[Work to complete]:
Without including pictures, set down every record exactly as it stands.

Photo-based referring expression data
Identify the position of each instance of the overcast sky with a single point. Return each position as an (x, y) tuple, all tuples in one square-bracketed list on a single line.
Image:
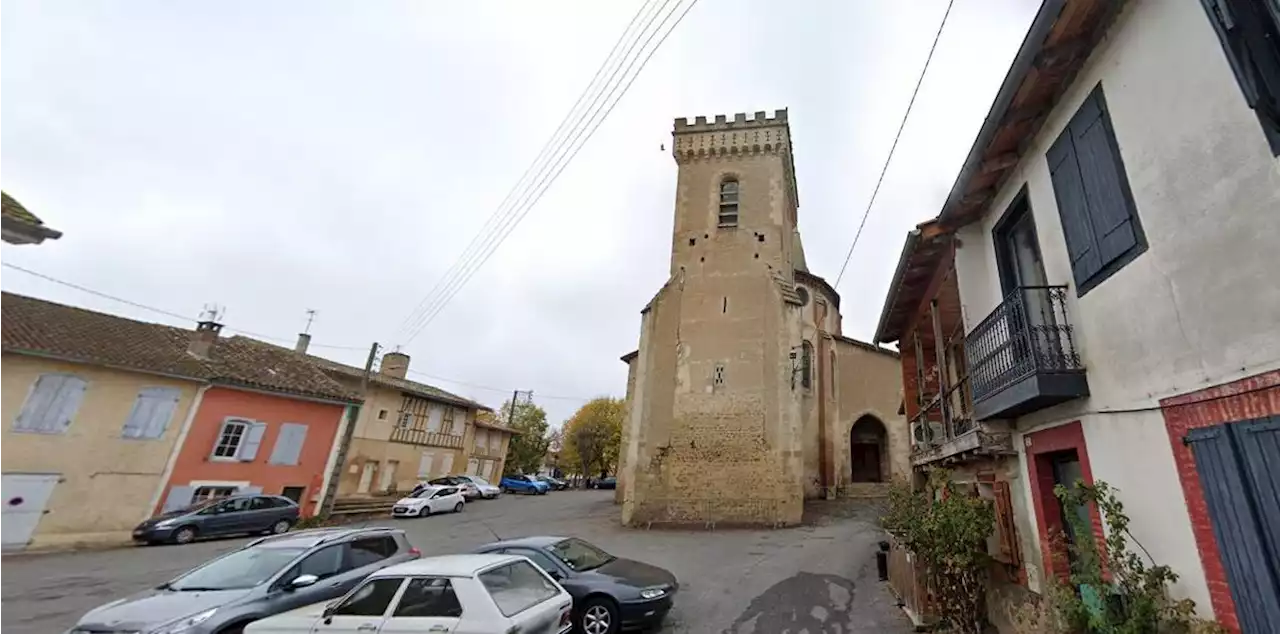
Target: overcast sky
[(339, 156)]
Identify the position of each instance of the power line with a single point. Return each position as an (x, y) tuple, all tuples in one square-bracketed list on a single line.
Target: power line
[(470, 251), (892, 147), (160, 311), (530, 200)]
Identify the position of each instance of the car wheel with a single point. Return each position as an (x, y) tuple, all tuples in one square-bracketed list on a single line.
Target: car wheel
[(598, 616), (184, 536)]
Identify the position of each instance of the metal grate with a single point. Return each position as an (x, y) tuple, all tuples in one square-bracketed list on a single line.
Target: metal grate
[(1027, 333)]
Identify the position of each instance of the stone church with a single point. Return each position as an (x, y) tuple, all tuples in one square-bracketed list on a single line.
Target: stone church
[(744, 398)]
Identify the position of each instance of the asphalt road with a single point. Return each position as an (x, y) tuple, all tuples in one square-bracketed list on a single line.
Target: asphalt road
[(818, 578)]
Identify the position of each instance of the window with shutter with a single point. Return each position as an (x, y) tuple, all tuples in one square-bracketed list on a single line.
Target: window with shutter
[(51, 404), (1249, 33), (151, 413), (1100, 219), (288, 445)]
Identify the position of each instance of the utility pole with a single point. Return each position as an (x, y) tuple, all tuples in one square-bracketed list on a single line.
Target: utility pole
[(330, 492)]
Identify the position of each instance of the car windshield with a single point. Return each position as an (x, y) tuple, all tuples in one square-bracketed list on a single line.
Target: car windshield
[(580, 555), (238, 570)]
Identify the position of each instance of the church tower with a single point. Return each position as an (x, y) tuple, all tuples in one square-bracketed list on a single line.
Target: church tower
[(713, 414)]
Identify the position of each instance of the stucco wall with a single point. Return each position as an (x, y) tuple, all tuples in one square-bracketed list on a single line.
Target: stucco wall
[(195, 457), (1198, 306), (108, 480)]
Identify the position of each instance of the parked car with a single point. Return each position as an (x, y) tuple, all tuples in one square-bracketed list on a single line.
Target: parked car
[(554, 483), (603, 483), (524, 484), (609, 593), (429, 500), (469, 489), (487, 489), (220, 516), (455, 593), (266, 577)]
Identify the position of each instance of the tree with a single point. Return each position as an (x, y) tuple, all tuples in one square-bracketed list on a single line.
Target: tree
[(593, 437), (528, 448)]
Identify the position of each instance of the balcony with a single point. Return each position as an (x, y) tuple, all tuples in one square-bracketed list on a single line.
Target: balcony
[(1023, 357), (415, 436)]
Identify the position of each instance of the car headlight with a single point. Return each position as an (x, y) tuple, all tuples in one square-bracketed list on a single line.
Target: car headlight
[(186, 624)]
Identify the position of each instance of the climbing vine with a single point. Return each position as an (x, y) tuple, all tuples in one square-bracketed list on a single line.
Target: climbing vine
[(947, 530)]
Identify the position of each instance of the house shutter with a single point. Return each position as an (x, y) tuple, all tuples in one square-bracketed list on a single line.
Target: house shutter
[(1102, 173), (434, 416), (178, 497), (251, 442), (288, 443), (1235, 528)]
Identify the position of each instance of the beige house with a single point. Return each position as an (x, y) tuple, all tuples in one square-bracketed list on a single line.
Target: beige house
[(743, 373), (408, 432)]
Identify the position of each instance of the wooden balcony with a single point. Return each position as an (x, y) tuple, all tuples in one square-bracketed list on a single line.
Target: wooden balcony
[(414, 436), (1023, 355)]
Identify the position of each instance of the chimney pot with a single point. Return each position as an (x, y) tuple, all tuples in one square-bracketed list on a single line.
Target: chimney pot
[(394, 364), (204, 338)]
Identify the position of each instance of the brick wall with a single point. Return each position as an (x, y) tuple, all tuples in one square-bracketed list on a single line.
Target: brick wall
[(1246, 398)]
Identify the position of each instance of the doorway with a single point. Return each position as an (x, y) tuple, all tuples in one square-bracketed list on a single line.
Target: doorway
[(868, 451)]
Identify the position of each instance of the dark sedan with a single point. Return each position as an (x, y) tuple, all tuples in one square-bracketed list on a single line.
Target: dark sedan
[(609, 593), (222, 516)]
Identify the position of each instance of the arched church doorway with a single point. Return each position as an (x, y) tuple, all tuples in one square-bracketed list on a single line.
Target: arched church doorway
[(868, 450)]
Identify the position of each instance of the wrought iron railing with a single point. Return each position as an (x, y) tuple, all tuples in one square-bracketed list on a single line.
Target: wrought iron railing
[(415, 436), (1028, 333)]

[Task response]:
Identify the position of each instance of the overcast sky with a single point. Return each position as an (x, y) tuple, all tuples in one square-bracketed list on a single line.
Image:
Target: overcast sky
[(339, 156)]
Identify the position of each instance of the power line with a single point. Return each position as an (x, y) tuple, all tuples in one square-bracketed list on a single line.
Target: power line
[(470, 251), (892, 147), (160, 311), (530, 200)]
Identify the position of each instance of the car wheel with a single point. Return each position as an (x, y) tuple, all tuples in one square-bracketed list on a single line.
Target: car wheel
[(598, 616), (184, 536)]
Identify the position of each instance of the metal grate with a single point. Return each position as an (x, y) tuple, all tuples in one square-bracketed list on a single line.
Target: metal grate
[(1027, 333)]
Identify the position of each instance of the stone church with a single point. Return each position as an (x, y) tuple, all tuples in one square-bracketed list on a single line.
Target: stone church
[(744, 398)]
Identify the position of each instance of the asphalt road with a single point. Return each position as an (x, y) tuple, all tuples in one square-bracketed list on a single line.
Target: asphalt road
[(818, 578)]
Identify the position of each instance of the window with shutter with a single point. Return each position as an (x, y) tuple, all tuples in one square-bracketed list on a single line.
Target: window with shutter
[(51, 404), (1249, 33), (151, 413), (1100, 219), (288, 445)]
Identify the position of each instance of the utility pole with a single point. Return each position as an (x, y) tuple, all tuples in one square-bracketed list on a single line.
Target: utility pole
[(330, 492)]
Identify the position of each instance of the car windshield with a single point. Return each position as an (x, y) tuple, all tuples in one square-bracketed list on a single line.
Target: car windshield
[(580, 555), (238, 570)]
Identify the position of each instance of the church tower with a single point. Return each position as an (x, y) tuple, all tuples in one square-bracketed list on a single line.
Target: church tower
[(713, 414)]
Identify the position of each instance of the stucco wall with a single point. Return each position as an (x, y) tuple, all tuples in one square-bracketed list on a single line.
Target: stucco wall
[(195, 457), (1198, 306), (108, 480)]
Identify the position of each instance of the parked car with a single point. Return each position as an (x, y) tuple, all tuples in one square-bracketed list on a single line.
Target: parked car
[(554, 483), (603, 483), (524, 484), (609, 593), (429, 500), (469, 489), (487, 489), (220, 516), (455, 593), (266, 577)]
Identify the position of each instance of the tree with a single point. Return each position as an (x, y) tuple, all tuples in one square-bracketed list on a single line.
Target: tree
[(593, 437), (528, 448)]
Identify the position of each instance of the balcony with a single point. Return each position as an (x, y) tuple, all tuples in one square-bracketed list on a single line.
Target: balcony
[(1023, 357), (415, 436)]
Identify the position of each instance of the car headlight with a single point. Return each position as an (x, y) tuple, all tuples in one square-bracketed list on a single line.
Target: car headlight
[(186, 624)]
Identify the position of each instance of the climbing vine with a single point. Return each position as an (x, y) tuple, all tuples in one square-bracketed list on a single line.
Target: climbing vine
[(947, 530)]
Identify the position of each instance of the house shutter with a single point. Return each position as an (x, y) tuple, all tuples in one square-bracketed list on a single line.
Target: house shutter
[(1102, 173), (434, 416), (178, 497), (251, 442), (288, 443), (1235, 528)]
Identify the position of each instance of the beige house with a single point. Return each position as an (x, y) tuple, all tuples in one square-bracketed list on a single line.
Target: beige house
[(743, 373), (408, 432)]
Identify the position of each instance of the wooden balcony with a single point. Return each position as an (x, y) tuple, all tuples in one square-bracketed list on a single line.
Target: wooden balcony
[(414, 436), (1023, 355)]
Identify the position of each instance of the chimney pot with a single point. Return each position as an (x, y) tuple, all tuples in one square-bracketed list on a single line.
Target: chimney pot
[(394, 364), (204, 338)]
Identify the position of each instance of the brick wall with a single point. Return each position as an (x, y) tuple, all tuples in one square-bracketed list on a single line.
Target: brick wall
[(1246, 398)]
Identify the position of each instance of the doorway with a single point. Return each position as an (x, y) tuple, all tuples in one square-bracketed list on a single line.
Target: doorway
[(868, 451)]
Identify the position of each instance of the dark sedan with a single point. Return each position as an (x, y) tuple, all tuples in one square-bracketed list on a single line.
Target: dark sedan
[(609, 593), (222, 516)]
Identify the position of each instance of the arched church doorway with a single point. Return each position as an (x, y) tuple, all tuples in one square-bracketed list on a single line.
Target: arched church doorway
[(868, 450)]
Identify the position of each instance of the wrought iron railing with a single point. Return each position as an (x, y) tuple, all tuples in one square-bracketed list on a single line.
Target: wrought iron railing
[(415, 436), (1028, 333)]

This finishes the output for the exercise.